**Entries taken from a collection**
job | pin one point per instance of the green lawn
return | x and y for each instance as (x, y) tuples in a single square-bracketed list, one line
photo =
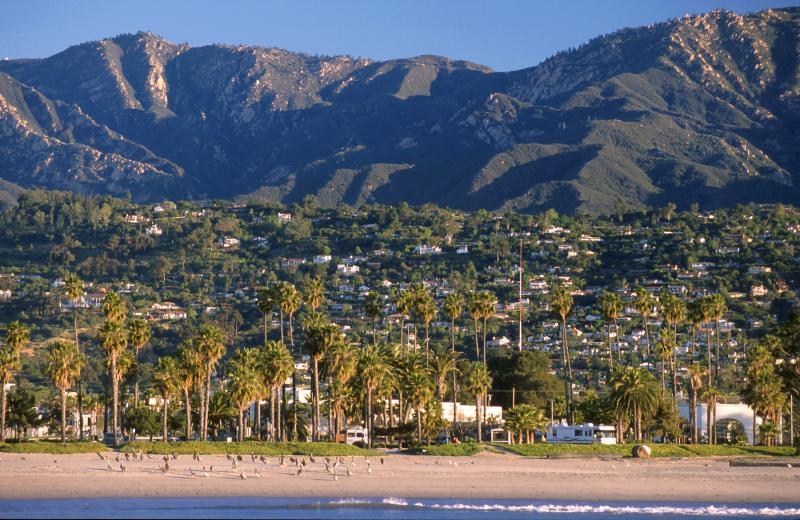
[(659, 450), (447, 450), (54, 447), (248, 447)]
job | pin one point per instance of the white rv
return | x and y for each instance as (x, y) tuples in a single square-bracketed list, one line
[(581, 434)]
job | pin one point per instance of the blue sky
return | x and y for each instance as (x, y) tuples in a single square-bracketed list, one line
[(503, 34)]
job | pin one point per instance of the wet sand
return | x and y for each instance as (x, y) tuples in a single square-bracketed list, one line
[(487, 475)]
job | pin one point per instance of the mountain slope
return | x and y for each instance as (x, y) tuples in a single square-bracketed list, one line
[(702, 108)]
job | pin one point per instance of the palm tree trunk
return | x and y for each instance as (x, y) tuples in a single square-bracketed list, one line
[(115, 398), (258, 419), (188, 407), (3, 412), (136, 383), (63, 415), (166, 409), (80, 385)]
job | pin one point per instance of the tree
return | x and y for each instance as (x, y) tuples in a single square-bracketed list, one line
[(477, 383), (610, 307), (373, 370), (114, 341), (138, 334), (64, 364), (318, 340), (643, 303), (244, 385), (73, 289), (561, 304), (17, 336), (265, 303), (695, 380), (167, 384), (635, 395), (372, 306), (211, 346)]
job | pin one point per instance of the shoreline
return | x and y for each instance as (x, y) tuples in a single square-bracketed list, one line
[(485, 476)]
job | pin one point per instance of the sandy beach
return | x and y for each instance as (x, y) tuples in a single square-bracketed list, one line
[(487, 475)]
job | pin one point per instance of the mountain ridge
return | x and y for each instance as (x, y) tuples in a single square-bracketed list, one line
[(698, 109)]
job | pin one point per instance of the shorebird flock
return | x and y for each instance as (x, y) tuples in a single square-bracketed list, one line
[(241, 466)]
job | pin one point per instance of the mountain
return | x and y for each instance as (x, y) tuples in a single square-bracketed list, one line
[(699, 109)]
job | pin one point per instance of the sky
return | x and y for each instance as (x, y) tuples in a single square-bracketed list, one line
[(502, 34)]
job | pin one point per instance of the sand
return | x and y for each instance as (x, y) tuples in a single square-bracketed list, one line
[(487, 475)]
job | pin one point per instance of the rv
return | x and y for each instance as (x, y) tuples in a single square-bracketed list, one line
[(581, 434)]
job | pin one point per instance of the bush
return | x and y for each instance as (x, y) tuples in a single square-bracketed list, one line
[(247, 447), (54, 447), (447, 450)]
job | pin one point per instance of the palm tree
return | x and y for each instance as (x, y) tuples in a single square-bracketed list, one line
[(695, 380), (276, 366), (403, 305), (372, 306), (561, 304), (341, 363), (475, 313), (73, 289), (314, 293), (114, 341), (17, 336), (265, 303), (288, 301), (717, 309), (643, 303), (138, 334), (634, 394), (477, 383), (317, 340), (211, 345), (610, 307), (166, 380), (64, 364), (190, 368), (244, 385), (373, 369), (487, 303), (420, 393)]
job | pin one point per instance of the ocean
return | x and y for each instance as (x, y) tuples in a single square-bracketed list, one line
[(389, 508)]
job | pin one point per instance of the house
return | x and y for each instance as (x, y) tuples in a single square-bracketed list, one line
[(427, 250), (165, 311), (154, 231), (229, 242), (347, 269)]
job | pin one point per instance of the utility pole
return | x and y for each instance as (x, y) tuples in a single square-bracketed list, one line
[(520, 295)]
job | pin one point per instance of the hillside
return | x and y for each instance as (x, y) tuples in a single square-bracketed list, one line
[(699, 109)]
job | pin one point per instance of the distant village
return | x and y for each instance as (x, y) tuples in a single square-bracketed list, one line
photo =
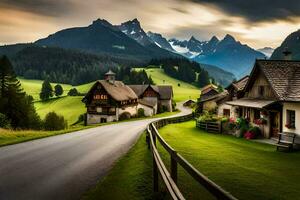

**TASK DIRECTIONS**
Given the records above, reproduce precisely and only the lines between the line holding "job | pin one point per instance of the sandy" and the line holding "job | pin one point per instance of the sky", inclusive.

**EXPECTED ANSWER**
job | pin one point per instance of the sandy beach
return | x and y for each instance as (x, y) tuples in a single square-bracketed list, one line
[(487, 475)]
job | pin one point per instance of the mountain ridge
return | x and y for each instance as (x, y) tuples in a single square-bracketed list, one line
[(698, 109)]
job | pin one point per instance of the shorebird flock
return | x and y for each instance as (x, y) tuples in a single square-bracketed list, one line
[(241, 466)]
job | pin one point per instance of the mountain
return | x and y for each instance as (x, y) tuples in a single square-bracketed list, one line
[(699, 109)]
job | pin one point per instance of the sky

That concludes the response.